Your instructions – In the copy, include every entry exactly but none of the images.

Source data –
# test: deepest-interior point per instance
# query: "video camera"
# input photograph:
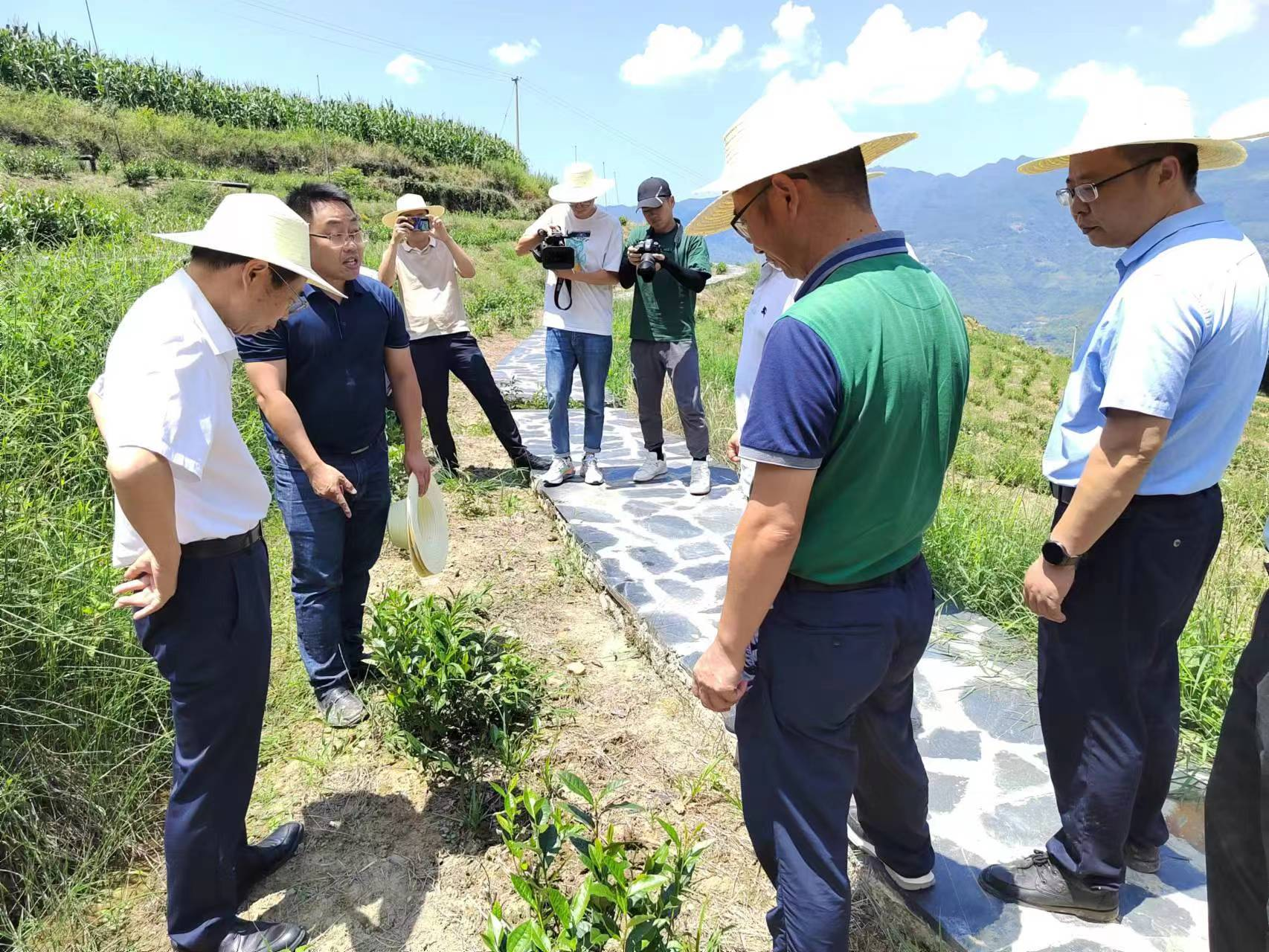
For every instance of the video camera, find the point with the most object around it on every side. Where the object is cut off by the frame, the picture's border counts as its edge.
(553, 253)
(646, 268)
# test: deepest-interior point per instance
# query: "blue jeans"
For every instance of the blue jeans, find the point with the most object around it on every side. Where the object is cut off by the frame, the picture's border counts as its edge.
(332, 559)
(591, 355)
(828, 718)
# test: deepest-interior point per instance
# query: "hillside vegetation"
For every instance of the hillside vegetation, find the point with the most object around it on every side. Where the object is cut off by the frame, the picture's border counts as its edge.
(84, 729)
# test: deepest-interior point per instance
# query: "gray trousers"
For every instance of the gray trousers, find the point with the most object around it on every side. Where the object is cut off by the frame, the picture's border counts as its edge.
(652, 361)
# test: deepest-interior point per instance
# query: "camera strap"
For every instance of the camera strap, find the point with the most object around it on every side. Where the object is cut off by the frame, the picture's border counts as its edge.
(568, 285)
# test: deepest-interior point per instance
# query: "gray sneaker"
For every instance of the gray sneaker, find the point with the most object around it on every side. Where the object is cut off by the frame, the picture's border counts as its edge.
(341, 709)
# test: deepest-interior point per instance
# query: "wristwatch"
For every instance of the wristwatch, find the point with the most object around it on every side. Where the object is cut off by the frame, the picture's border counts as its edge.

Solution to the exercise –
# test: deepest-interior point per instance
# query: "video camera"
# input photograph:
For every instance of the video camera, find the point with the most object around it on every side. Where the object is cut off by the frame, the picture's border counts as its edge.
(553, 253)
(646, 268)
# test: deepest-interior point per instance
# query: "blue jeans"
For every instance of the blue jeans, find the point with the most object around it on every side. Where the object is cut off by the frame, the picture's border counts as its edge.
(332, 559)
(591, 355)
(828, 718)
# test: deepest-interior point per instance
# query: "hillside vegetation"
For every instance of the hillside vegetation, find the point with the most object around it on every side. Where the object is cut off by the frame, the picture's border counts as its edge.
(84, 729)
# test: deepest-interior point per instance
# query: "gray trousers"
For every instance of the gray trousers, find the point with the most object around it on every side. Where the object is cut off by the frame, the picture's border counts as its edge.
(652, 361)
# test: deepest-interior point per instance
# query: "camera strap"
For every instance of the camera strap, find the point with the most object around it on every side. Where the object is cut off by the frame, the picture's border counts as its edge.
(568, 285)
# test: deepest-interior point per instance
# query: "gray sneaker"
For every instance of the gray sneaker, find the point with the most object around it on every side. Where the object is cut off by the frame, the picture's border counts as its edge.
(341, 709)
# test: deepest-interior point per instance
# query: "wristwatch"
For every instance of the wristwatch, find the point with the most object around it on every side. Where the object is cut off by the frame, the picture's border counts as its edge.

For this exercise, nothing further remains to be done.